> Required action:
Copy out the passage on stability and change, starting at "Civilization is unsustainable." and ending at "from regressing further.", with "reforms" swapped for "overhauls".

> Document text:
....

We’ve had relative stability in the west for 75 years.
There have been challenges to that stability, like 9/11, the so called great recession, and now this.
Challenges come in many forms, they’re not just political and economic, they’re medical too.
I think a lot of the hope and idealism we had during the mid-late 20th century is gradually giving way to doubt and pessimism.
History didn’t end in 91 with the collapse of the USSR and the ascendency of so called liberal democracy like some optimists thought it might, it goes on.
Periods of instability always followed periods of stability, and they probably always will.
Civilization is unsustainable.
While some civilizations may be more sustainable than others, nothing is forever sustainable.
There will always be need for minor, moderate, and major reforms.
To not just evolve, but to evolve in an entirely different direction.
Sometimes change means progress, sometimes it means a last-ditch-effort to prevent things from regressing further.
If history, and prehistory have taught us anything, it’s that we can’t bank on progress, it’s not an inevitability.
Eventually some of these challenges will force us to make drastic changes.
Only time will tell if this crisis is one of them.
We have a medical paradigm.
That paradigm could be called allopathy, mainstream or scientific medicine.
This medical paradigm is the only valid paradigm to those who wholeheartedly believe in it, much like the works of Aristotle, Ptolemy, Hippocrates and Galen stood largely unchallenged in the west for over a millennium.

....

> Data listing:
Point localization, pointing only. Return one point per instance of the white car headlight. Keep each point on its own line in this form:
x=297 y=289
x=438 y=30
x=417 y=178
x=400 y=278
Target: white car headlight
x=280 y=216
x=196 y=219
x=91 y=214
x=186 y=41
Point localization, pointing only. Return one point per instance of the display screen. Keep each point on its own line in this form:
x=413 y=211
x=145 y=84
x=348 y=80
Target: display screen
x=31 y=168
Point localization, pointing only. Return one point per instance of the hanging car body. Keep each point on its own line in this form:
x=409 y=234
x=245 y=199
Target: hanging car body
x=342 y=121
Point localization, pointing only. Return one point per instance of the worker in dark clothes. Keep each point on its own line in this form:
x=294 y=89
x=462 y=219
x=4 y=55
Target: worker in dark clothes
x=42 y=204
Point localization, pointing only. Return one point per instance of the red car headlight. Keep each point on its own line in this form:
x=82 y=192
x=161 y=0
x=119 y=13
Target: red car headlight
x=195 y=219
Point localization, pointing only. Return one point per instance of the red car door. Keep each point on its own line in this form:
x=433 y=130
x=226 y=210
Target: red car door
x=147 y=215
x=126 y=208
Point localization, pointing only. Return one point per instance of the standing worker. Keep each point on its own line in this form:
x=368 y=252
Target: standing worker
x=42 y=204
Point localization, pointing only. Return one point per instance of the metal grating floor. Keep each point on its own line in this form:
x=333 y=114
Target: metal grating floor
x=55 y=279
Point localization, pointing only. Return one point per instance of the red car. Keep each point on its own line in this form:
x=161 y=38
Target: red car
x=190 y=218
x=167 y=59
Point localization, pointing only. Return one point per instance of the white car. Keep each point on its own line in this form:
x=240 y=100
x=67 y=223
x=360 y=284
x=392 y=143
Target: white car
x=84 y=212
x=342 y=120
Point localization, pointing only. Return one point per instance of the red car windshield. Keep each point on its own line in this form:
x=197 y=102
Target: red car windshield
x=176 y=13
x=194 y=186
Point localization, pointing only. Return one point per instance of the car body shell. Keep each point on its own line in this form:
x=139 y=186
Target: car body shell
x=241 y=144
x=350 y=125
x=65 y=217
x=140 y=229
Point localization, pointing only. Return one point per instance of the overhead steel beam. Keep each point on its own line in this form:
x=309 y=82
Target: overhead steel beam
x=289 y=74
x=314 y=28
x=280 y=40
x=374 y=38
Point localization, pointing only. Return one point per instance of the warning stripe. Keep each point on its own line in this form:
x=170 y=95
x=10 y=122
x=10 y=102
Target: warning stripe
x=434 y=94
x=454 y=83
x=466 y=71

....

> Reply to the task:
Civilization is unsustainable.
While some civilizations may be more sustainable than others, nothing is forever sustainable.
There will always be need for minor, moderate, and major overhauls.
To not just evolve, but to evolve in an entirely different direction.
Sometimes change means progress, sometimes it means a last-ditch-effort to prevent things from regressing further.